[Page text]
** Begin **

# Frontier and it's Built in Tranny Cooler



## AzPete (Apr 12, 2007)

I have a 2002 Frontier Crew Cab Long bed with 50K miles. I am planning to start towing a Fun Finder travel trailer which is around 2500lb. empty. 
I wanted to install an auxilary transmission cooler but the Nissan dealer in Arizona told me that Frontiers and other Nissan trucks already have a tranny cooler build in the radiator and it is enough to tow my trailer. No need for auxilary cooler. Anybody had that kind of reply from a dealer? Thanks. Az Pete.


----------



## Z_Rated (Apr 29, 2006)

Welcome aboard,

I don't have an '02, but if you have an automatic transmission then I'm pretty sure you have one built into the radiator. You can verify this by the smaller additional transmission lines running into and out of the radiator (3/8" or 1/2" O.D. lines as opposed to the larger standard coolant hoses). 
Also, what is your listed towing capacity for the engine? 4-Cylinder or V6?

The 2nd gens ('05-'07) have additional external transmission coolers as standard I believe (my '05 does), so that would be the only time I heard any reply like that from a dealer in regards to no need for an auxiliary cooler. At 2,500 lbs. I would think that you would be fine, just keep an eye on your temperature. If you want piece of mind, then by all means add one, but you may not need it. 

Living in Az. myself I would of added one if my truck didn't already come with one stock just for my own piece of mind. I'm out all the time in the desert and up on the Rim with decent loads and occasional towing with no problems. Hopefully another local member with your particular set-up will chime in, more so due to the rather significant changes made between our two engines and cooling systems.

BTW, which dealer? Might want to call a different one or two. 

Welcome Again, Z


----------



## AzPete (Apr 12, 2007)

Z_Rated said:


> Welcome aboard,
> 
> I don't have an '02, but if you have an automatic transmission then I'm pretty sure you have one built into the radiator. You can verify this by the smaller additional transmission lines running into and out of the radiator (3/8" or 1/2" O.D. lines as opposed to the larger standard coolant hoses).
> Also, what is your listed towing capacity for the engine? 4-Cylinder or V6?
> ...


Thanks for the reply. My Frontier is Automatic,V-6 and rated to tow 5000lb. So, I should be fine. I just did not know they could put a tranny cooler into the radiator. I assume it is an expensive radiator to replace if needed to. AzPete.


----------



## Z_Rated (Apr 29, 2006)

Nah, it's standard practice for automatics. Couple hundred from Autozone with a lifetime warranty. Z


----------



## Tent2TT (Jun 22, 2007)

** End **

[Provided material]

** Begin **

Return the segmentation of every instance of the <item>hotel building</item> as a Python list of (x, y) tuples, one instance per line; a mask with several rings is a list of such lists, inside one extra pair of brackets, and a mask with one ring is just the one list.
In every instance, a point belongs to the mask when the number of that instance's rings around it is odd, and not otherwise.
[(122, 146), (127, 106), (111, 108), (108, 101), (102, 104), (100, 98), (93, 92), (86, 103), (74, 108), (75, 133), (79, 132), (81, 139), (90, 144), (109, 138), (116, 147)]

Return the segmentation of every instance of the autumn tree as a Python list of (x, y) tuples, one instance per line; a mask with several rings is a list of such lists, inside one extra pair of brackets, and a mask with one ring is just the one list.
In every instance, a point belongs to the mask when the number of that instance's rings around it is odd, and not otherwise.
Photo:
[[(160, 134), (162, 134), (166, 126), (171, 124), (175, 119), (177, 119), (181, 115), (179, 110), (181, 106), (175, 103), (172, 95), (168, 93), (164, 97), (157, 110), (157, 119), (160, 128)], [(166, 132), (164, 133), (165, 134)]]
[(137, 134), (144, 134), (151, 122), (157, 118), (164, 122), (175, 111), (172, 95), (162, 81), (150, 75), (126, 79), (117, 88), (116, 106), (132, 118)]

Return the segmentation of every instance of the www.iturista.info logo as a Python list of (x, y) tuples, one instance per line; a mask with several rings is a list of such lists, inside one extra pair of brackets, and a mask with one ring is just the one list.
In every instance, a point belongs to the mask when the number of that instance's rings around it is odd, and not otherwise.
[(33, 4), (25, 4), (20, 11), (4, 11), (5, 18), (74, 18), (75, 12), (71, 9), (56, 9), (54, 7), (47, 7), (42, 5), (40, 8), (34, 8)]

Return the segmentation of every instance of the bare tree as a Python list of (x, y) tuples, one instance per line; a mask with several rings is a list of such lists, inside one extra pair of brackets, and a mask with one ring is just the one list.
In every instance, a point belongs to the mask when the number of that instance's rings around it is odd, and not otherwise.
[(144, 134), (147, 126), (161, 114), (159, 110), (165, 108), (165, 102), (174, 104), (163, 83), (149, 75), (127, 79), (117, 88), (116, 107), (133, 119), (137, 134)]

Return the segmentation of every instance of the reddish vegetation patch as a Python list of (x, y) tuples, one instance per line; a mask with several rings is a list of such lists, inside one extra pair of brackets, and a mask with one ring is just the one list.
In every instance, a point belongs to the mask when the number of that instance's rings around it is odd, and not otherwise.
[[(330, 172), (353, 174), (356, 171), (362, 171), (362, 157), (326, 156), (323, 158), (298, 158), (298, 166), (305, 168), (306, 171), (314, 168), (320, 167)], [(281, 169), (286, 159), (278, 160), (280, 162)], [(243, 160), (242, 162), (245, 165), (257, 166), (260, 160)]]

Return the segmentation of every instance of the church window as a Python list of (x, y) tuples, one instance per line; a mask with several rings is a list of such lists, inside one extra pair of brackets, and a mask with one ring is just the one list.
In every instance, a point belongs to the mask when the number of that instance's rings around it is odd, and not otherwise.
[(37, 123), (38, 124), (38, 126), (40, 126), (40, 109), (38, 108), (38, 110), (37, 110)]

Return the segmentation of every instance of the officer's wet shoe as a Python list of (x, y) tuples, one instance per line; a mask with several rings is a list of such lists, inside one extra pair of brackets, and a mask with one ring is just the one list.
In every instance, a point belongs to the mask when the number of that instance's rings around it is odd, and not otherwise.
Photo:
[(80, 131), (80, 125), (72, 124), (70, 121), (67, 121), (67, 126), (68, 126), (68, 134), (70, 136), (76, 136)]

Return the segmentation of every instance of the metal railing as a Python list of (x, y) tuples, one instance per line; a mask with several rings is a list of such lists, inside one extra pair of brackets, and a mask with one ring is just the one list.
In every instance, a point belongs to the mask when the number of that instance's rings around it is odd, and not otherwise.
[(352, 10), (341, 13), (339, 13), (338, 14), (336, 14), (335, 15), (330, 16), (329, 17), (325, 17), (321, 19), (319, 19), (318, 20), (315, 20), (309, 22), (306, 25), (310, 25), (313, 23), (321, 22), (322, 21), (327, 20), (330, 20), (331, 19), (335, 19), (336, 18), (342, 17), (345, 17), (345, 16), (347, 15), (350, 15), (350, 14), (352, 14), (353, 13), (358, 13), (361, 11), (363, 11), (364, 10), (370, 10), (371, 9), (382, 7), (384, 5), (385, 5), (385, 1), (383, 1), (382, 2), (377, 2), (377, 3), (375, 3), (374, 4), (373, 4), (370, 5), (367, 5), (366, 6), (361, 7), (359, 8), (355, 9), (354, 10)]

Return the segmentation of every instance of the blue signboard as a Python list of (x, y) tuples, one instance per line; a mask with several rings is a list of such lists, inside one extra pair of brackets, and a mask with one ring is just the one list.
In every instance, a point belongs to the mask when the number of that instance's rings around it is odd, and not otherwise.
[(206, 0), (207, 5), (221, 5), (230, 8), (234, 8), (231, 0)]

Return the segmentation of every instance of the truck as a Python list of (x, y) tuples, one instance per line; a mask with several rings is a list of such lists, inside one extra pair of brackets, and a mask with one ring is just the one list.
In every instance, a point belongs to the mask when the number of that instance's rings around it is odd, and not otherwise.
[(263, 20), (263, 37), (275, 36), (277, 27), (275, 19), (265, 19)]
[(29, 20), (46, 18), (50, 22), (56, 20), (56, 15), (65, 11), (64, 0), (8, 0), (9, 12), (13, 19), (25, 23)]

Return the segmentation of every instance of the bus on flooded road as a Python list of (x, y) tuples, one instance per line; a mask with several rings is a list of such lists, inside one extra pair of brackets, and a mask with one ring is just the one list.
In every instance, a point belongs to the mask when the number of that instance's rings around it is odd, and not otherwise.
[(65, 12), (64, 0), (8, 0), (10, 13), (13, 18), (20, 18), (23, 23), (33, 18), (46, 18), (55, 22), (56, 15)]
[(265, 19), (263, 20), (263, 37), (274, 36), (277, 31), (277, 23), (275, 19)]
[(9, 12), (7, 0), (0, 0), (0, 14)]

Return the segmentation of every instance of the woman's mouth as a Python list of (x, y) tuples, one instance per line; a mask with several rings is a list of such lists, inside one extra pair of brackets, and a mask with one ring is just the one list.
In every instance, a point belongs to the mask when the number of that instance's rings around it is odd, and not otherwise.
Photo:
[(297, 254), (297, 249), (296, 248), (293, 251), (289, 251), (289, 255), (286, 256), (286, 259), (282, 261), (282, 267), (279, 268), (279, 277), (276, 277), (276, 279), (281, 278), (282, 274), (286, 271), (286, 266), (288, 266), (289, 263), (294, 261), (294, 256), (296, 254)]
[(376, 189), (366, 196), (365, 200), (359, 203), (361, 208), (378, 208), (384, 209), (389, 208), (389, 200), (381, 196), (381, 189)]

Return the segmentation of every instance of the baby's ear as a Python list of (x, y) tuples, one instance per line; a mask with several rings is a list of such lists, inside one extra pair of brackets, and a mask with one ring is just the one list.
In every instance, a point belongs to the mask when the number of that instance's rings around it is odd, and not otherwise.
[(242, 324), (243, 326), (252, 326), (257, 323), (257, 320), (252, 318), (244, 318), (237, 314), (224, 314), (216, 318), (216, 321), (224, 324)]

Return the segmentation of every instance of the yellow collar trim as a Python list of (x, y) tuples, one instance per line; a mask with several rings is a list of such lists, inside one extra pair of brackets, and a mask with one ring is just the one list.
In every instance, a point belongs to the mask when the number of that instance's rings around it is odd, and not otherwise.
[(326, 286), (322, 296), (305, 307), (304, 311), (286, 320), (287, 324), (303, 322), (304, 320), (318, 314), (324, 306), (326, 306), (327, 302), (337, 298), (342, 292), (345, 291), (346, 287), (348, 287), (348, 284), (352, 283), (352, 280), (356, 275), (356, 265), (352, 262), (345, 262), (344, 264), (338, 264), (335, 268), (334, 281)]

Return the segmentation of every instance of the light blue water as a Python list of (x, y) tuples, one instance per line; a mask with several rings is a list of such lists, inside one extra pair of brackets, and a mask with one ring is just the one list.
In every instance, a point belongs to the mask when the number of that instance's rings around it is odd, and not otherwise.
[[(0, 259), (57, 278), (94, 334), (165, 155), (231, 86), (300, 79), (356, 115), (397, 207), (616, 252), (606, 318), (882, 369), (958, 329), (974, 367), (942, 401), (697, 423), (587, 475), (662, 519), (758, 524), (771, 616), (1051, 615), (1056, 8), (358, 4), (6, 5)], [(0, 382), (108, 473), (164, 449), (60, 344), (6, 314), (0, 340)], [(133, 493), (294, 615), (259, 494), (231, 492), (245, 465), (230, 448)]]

** End **

[Goals]
(1) According to the forum thread, what towing rating does AzPete give for his Frontier?
(2) Say whether each statement agrees with the forum thread, answering yes or no and quoting the words that decide it: (a) Z_Rated's '05 came with an additional external transmission cooler as standard. (b) AzPete's Frontier has a manual transmission. (c) Z_Rated says a replacement radiator costs about a thousand dollars.
The material is not needed here.

[Outputs]
(1) It is rated to tow 5000lb.

(2)
(a) Yes: "The 2nd gens ('05-'07) have additional external transmission coolers as standard I believe (my '05 does)"
(b) No: "My Frontier is Automatic,V-6"
(c) No: "Couple hundred from Autozone with a lifetime warranty."